# Compito da svolgere
Riporta tutte le righe dell'elenco qui sotto in cui compare la parola "white".

Voci di dati
-=-=-
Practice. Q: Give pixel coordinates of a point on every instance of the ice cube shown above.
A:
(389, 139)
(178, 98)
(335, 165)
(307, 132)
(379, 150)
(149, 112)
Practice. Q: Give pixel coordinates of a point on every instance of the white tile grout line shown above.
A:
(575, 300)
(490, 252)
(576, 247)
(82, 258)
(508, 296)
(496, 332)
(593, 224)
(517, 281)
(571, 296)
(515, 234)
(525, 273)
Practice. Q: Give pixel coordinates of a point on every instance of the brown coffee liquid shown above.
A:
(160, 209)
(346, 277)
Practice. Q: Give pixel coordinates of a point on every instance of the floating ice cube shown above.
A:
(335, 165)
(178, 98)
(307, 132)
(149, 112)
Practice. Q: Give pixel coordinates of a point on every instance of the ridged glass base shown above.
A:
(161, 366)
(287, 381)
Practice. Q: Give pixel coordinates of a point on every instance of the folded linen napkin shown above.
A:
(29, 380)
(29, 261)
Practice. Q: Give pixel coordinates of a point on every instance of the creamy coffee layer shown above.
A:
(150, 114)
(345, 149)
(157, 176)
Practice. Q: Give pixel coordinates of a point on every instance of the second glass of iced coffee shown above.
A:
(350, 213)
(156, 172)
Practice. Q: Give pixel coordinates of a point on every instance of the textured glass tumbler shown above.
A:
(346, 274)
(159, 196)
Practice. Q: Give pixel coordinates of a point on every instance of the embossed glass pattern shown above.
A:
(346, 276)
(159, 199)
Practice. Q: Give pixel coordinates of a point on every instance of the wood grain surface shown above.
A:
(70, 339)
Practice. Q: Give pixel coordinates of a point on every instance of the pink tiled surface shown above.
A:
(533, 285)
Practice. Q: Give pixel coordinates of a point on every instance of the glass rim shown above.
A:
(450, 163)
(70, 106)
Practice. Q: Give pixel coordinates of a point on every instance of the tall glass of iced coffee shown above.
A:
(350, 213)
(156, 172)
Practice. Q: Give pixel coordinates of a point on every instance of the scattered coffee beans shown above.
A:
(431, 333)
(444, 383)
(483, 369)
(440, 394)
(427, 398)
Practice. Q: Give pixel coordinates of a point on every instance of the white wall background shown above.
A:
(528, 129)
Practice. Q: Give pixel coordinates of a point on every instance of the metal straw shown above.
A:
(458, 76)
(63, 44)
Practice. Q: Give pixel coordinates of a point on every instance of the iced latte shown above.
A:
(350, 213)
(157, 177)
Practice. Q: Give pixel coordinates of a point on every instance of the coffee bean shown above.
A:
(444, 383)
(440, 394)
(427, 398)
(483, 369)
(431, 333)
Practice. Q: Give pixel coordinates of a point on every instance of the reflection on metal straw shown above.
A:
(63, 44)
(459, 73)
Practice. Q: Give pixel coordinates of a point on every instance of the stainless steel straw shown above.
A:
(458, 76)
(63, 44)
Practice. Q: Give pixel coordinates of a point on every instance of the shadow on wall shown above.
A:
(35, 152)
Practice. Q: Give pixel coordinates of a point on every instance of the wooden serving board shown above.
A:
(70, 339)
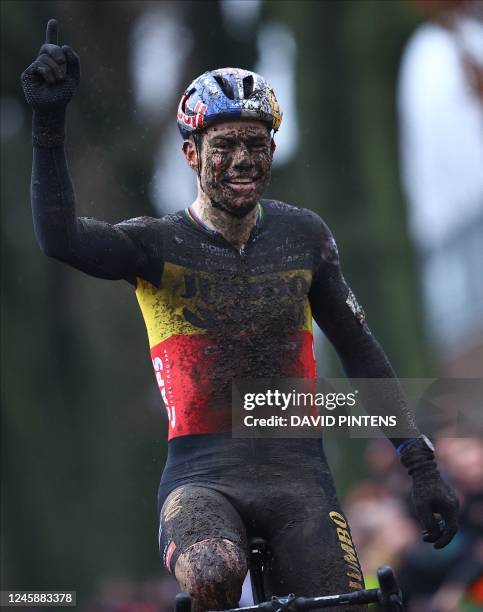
-=-=-
# Risposta
Practice. Q: Give pixel coordinates of a point on every instance of the white tile grout line shown above.
Practice. Q: Give pixel coordinates of a point on every instance of the white wall background shown above.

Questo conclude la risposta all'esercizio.